→ WHAT IS EXPECTED
Reproduce the whole listing below without its pictures, exactly as written.

(ENTRIES PROVIDED begins)

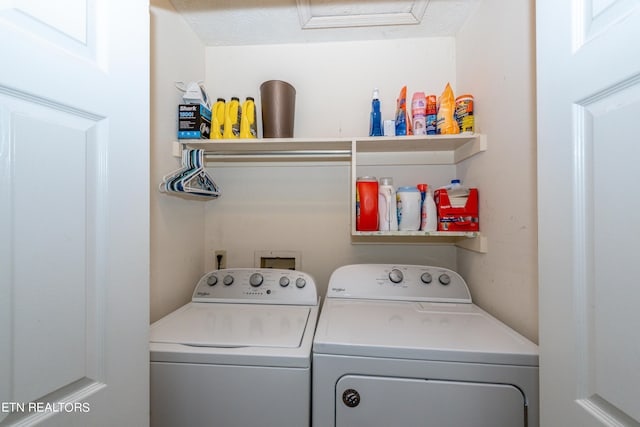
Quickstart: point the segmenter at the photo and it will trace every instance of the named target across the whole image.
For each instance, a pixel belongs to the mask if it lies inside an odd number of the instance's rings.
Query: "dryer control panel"
[[[202,276],[191,301],[317,305],[318,294],[313,278],[301,271],[229,268]]]
[[[327,298],[471,303],[469,288],[455,271],[403,264],[340,267],[329,279]]]

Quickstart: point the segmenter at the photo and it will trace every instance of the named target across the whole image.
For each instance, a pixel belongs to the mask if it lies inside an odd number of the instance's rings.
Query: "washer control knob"
[[[283,288],[286,288],[287,286],[289,286],[289,283],[291,283],[291,281],[289,280],[288,277],[282,276],[280,278],[280,286],[282,286]]]
[[[213,286],[217,283],[218,283],[218,276],[216,276],[215,274],[212,274],[211,276],[207,277],[207,285]]]
[[[433,278],[431,277],[431,273],[422,273],[422,276],[420,276],[420,280],[422,280],[422,283],[429,284],[431,283],[431,280],[433,280]]]
[[[349,388],[342,393],[342,403],[347,405],[349,408],[355,408],[360,404],[360,393],[358,390],[354,390]]]
[[[438,278],[438,280],[440,281],[441,284],[443,285],[448,285],[449,283],[451,283],[451,277],[449,277],[448,274],[444,273],[441,274],[440,277]]]
[[[249,284],[254,288],[257,288],[258,286],[262,285],[263,281],[264,281],[264,277],[262,277],[262,274],[260,273],[253,273],[251,277],[249,277]]]
[[[400,283],[403,279],[404,276],[402,275],[402,271],[398,270],[397,268],[394,268],[389,273],[389,280],[391,280],[393,283]]]
[[[226,276],[224,276],[224,279],[222,279],[222,283],[224,283],[226,286],[233,284],[233,276],[227,274]]]
[[[304,280],[302,277],[298,277],[296,279],[296,287],[302,289],[305,286],[307,286],[307,281]]]

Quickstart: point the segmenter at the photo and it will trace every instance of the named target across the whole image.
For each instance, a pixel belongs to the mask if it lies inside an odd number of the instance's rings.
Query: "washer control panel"
[[[317,305],[313,278],[301,271],[275,268],[229,268],[202,276],[193,302]]]
[[[340,267],[329,279],[327,298],[471,303],[469,288],[455,271],[402,264]]]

(ENTRIES PROVIDED ends)

→ OUTPUT OF THE EXERCISE
Quickstart: point the segmenter at the photo and it will trace every instance of the named target across the whole image.
For each instance, a pixel belongs to the mask if it lies inside an odd number of the instance's rings.
Query: "dryer control panel"
[[[202,276],[191,301],[317,305],[318,294],[313,278],[301,271],[229,268]]]
[[[327,298],[471,303],[469,288],[455,271],[403,264],[340,267],[329,279]]]

Quickstart: point the segmenter at the photo and it will trace every instance of the named target across the whole image.
For each instance, a pixel belongs to the mask if it lies inside an odd number of the instance's rings.
Query: "washer control knob"
[[[283,288],[286,288],[287,286],[289,286],[289,283],[291,283],[291,281],[289,280],[288,277],[282,276],[280,278],[280,286],[282,286]]]
[[[213,286],[217,283],[218,283],[218,276],[216,276],[215,274],[212,274],[211,276],[207,277],[207,285]]]
[[[433,278],[431,277],[431,273],[422,273],[422,276],[420,276],[420,280],[422,280],[422,283],[429,284],[431,283],[431,280],[433,280]]]
[[[349,388],[342,393],[342,403],[347,405],[349,408],[355,408],[360,404],[360,393],[358,390],[354,390]]]
[[[438,278],[438,280],[440,281],[441,284],[443,285],[448,285],[449,283],[451,283],[451,277],[449,277],[448,274],[444,273],[441,274],[440,277]]]
[[[249,284],[254,288],[257,288],[258,286],[262,285],[263,281],[264,281],[264,277],[262,277],[262,274],[260,273],[253,273],[251,277],[249,277]]]
[[[400,283],[403,279],[404,276],[402,275],[402,271],[398,270],[397,268],[394,268],[389,273],[389,280],[391,280],[393,283]]]
[[[226,276],[224,276],[224,279],[222,279],[222,283],[224,283],[226,286],[233,284],[233,276],[227,274]]]
[[[304,280],[302,277],[298,277],[296,279],[296,287],[302,289],[305,286],[307,286],[307,281]]]

Quickstart: point the segmenter at the photo and it will trace every instance of the named target across the whole image.
For each instance, a pixel belongs to the mask if it lies inside an odd number of the instance's rings.
Query: "washer control panel"
[[[317,305],[313,278],[301,271],[275,268],[229,268],[202,276],[193,302]]]
[[[340,267],[329,279],[327,298],[471,303],[469,288],[455,271],[402,264]]]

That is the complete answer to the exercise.